===== Entries supplied

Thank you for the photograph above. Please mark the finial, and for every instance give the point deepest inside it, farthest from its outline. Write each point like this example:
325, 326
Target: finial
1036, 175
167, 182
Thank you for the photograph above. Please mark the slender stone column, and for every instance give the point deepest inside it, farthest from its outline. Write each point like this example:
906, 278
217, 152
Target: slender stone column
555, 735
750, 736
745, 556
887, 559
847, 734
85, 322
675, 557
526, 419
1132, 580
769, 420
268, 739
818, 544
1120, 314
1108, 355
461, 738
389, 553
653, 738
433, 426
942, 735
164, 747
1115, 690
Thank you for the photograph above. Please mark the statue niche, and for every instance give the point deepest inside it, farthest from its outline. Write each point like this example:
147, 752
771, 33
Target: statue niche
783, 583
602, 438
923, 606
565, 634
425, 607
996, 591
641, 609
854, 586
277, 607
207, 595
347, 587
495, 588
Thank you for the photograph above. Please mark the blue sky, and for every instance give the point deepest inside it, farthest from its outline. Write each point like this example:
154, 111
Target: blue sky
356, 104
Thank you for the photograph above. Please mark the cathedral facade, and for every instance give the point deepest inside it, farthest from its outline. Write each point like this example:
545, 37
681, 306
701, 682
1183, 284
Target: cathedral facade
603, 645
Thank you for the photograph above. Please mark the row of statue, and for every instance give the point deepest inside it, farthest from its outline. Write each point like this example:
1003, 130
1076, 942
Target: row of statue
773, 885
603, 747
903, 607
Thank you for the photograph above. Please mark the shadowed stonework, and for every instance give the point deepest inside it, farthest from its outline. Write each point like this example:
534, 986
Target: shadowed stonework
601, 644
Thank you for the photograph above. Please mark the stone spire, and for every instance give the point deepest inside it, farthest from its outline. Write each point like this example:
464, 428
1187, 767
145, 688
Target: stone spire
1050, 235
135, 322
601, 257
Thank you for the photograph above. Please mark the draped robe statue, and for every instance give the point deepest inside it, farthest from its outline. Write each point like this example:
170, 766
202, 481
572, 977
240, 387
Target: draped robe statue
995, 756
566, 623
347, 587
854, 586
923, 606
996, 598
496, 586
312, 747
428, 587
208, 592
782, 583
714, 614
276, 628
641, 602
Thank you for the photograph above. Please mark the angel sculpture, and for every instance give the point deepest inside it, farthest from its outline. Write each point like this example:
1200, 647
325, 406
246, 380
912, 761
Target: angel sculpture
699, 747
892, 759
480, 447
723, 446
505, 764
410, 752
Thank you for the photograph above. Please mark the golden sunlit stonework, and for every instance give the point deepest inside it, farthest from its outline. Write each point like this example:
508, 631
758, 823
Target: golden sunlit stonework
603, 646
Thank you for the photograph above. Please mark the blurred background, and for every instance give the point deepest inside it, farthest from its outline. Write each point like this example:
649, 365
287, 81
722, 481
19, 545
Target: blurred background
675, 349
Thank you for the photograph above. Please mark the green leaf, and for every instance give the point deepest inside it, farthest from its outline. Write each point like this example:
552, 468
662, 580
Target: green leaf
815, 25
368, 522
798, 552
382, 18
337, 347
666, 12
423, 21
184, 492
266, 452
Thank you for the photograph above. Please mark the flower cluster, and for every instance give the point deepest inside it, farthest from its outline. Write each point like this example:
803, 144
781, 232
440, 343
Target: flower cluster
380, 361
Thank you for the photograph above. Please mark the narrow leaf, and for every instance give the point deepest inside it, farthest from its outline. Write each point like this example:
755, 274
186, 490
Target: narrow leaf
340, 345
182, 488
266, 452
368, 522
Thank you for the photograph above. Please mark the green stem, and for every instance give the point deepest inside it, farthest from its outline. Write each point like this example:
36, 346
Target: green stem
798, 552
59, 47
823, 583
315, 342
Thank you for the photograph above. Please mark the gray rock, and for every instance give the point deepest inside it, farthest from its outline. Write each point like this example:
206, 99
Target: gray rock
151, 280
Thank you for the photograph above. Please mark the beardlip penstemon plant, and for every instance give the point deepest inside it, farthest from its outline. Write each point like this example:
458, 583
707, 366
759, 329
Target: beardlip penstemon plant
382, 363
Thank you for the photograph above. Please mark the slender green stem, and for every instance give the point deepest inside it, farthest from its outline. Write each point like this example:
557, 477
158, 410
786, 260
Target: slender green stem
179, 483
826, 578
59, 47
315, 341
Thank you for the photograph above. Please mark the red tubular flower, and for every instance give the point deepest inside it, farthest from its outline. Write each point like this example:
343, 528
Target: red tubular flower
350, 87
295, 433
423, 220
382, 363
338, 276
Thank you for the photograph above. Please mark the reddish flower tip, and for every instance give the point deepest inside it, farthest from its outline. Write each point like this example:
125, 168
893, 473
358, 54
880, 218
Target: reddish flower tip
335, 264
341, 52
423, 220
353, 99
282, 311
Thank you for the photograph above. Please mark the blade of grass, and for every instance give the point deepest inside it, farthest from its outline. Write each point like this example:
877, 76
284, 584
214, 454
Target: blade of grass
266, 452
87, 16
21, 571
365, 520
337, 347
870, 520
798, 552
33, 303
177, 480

==========

» **Given task**
Give back the data above exactly as it appears.

» **Response to the exercise**
Thank you for the photograph above. Please mark the finial, and for every instance give the point deepest inside it, farthest from its outline. Write each point like this example:
325, 326
Target: finial
1036, 175
167, 182
Thank you for the photograph above. Please mark the slender stone column, and for every instance give the point deepest inside it, farthest from its outline. Write each point like this example:
906, 278
217, 152
Target: slender stone column
555, 735
750, 736
745, 556
887, 559
847, 734
85, 322
675, 557
526, 419
1132, 580
769, 420
268, 739
818, 544
1120, 314
1108, 355
461, 738
389, 553
653, 738
433, 426
942, 735
164, 747
1115, 690
Thank you for the photograph above. Please mark the statue niche, and for every instance give the point deepest inside it, farthest from its outline. Write each point like this example:
147, 752
771, 33
Target: statue niche
783, 583
602, 438
923, 606
565, 634
425, 607
996, 591
641, 609
854, 586
277, 607
207, 595
347, 587
495, 588
Thank you for the photograph above. Please mark the blue sky, and for every instance give the point deepest inside it, farthest from its outline. Write each point like this example:
154, 111
Target: blue sky
356, 104
Thank you for the photograph above. Please mark the cathedral facade, and for every instance give the point deepest inside it, farthest from its outline. Write each point like this example:
545, 37
681, 306
701, 682
1183, 284
Target: cathedral facade
603, 645
Thank you for the photograph above. Please mark the row of statue, and for every instance give the point deepest inside it, farthest from its outline. Write each point like this example:
1003, 130
1076, 942
Target: row of statue
773, 885
603, 747
903, 607
Thank you for the photograph above. Please mark the shadowed stonework, and for every instance give the point deepest inside it, farthest from its outline. Write each point like this example:
534, 986
Target: shadowed stonework
601, 644
Thank you for the photograph above. Please mark the stone spire, and for every instance give the point deepest inside it, farthest from its outline. Write each point like this example:
464, 428
1187, 767
145, 688
Target: stone spire
1050, 235
135, 322
601, 257
Thank you for the photograph above. Please mark the draped robe statue, and for every instance give the point deepest inside it, farthest from its outline. Write each point like this example:
170, 766
202, 481
572, 977
240, 387
Target: draped robe statue
995, 756
566, 623
347, 587
854, 586
923, 606
996, 598
496, 586
312, 747
428, 587
208, 592
782, 583
714, 614
276, 628
641, 602
Thank you for the photograph above. Please mark the angel sculpture, and for every instance give the point deepest inside it, farthest from its outline. Write each point like this example:
1200, 647
325, 406
246, 380
912, 761
Target: angel sculpture
699, 747
892, 759
480, 447
723, 446
505, 764
410, 752
Thank you for the photograph above. Please mark the golden sunlit stonework, and for every instance give the point deepest inside it, farthest from its outline. Write each point like this example:
508, 631
758, 823
Target: golden sunlit stonework
603, 646
Thank you for the photograph above. Please mark the blurred background, and for every instance give the point deepest inside it, farthest from its outline. Write each point like this example:
649, 365
287, 81
722, 481
19, 545
Target: blurred background
675, 349
Thank you for the photograph above. Please mark the green leaf, and for every instance give the point deepest inside it, farthest from its outline. Write each point like this example:
552, 468
662, 580
Target: green leaf
815, 25
368, 522
798, 552
382, 18
337, 347
666, 12
423, 21
184, 492
266, 452
Thank you for the photograph above. Please mark the flower cluster, and for every instance give the point deepest inside it, farthest from its outline. Write each point like this example:
803, 144
781, 232
440, 343
Target: flower cluster
380, 361
Thank you for the photograph above. Please mark the narrow leaf, and for every instance give the point deepest inside it, farthest from its outline. Write each point like this example:
755, 274
186, 490
Target: narrow leaf
340, 345
182, 488
266, 452
368, 522
Thank you for the photograph above. Please mark the green stem, and for every instance give the point deepest inside it, farthest from its outline. Write each point like this example:
36, 346
Target: green stem
798, 552
59, 47
823, 583
315, 342
Thank you for the photograph above. Please mark the gray rock, and for every instance give the point deepest inside it, farthest from its outline. Write each point like this example:
206, 99
Target: gray rock
151, 280
Thank you for the photograph above. Please mark the beardlip penstemon plant, and for every instance give the point deepest inside it, farthest from its outline. Write each point like this example:
458, 583
707, 366
759, 329
Target: beardlip penstemon plant
382, 363
Thank you for the photograph above. Please mark the slender green stem, and for every instance give the point deepest inside it, farthest from its outline. Write each point like this example:
557, 477
158, 410
786, 260
Target: slender green stem
179, 483
826, 578
59, 47
315, 341
Thank you for the photograph above. Please mark the red tubular flower, and for every instance give the point deepest inside it, farthest from its outline. Write each point like this example:
343, 528
Target: red tubular flower
350, 87
295, 433
423, 220
382, 363
338, 276
Thank you for the photograph above. Please mark the reddish flower tip, and for every instance give the point deepest inside it, farthest from its outline. Write each point like this example:
125, 168
893, 473
358, 54
880, 218
Target: reddish flower tip
335, 264
341, 52
423, 220
353, 99
282, 311
Thank you for the photograph above. Please mark the blade of grass, and for every instance give the point deepest inside it, farthest from its outline. Write each point like this example:
877, 76
284, 584
214, 454
Target: blade of grass
266, 452
87, 16
21, 571
365, 520
337, 347
870, 520
798, 552
33, 303
177, 480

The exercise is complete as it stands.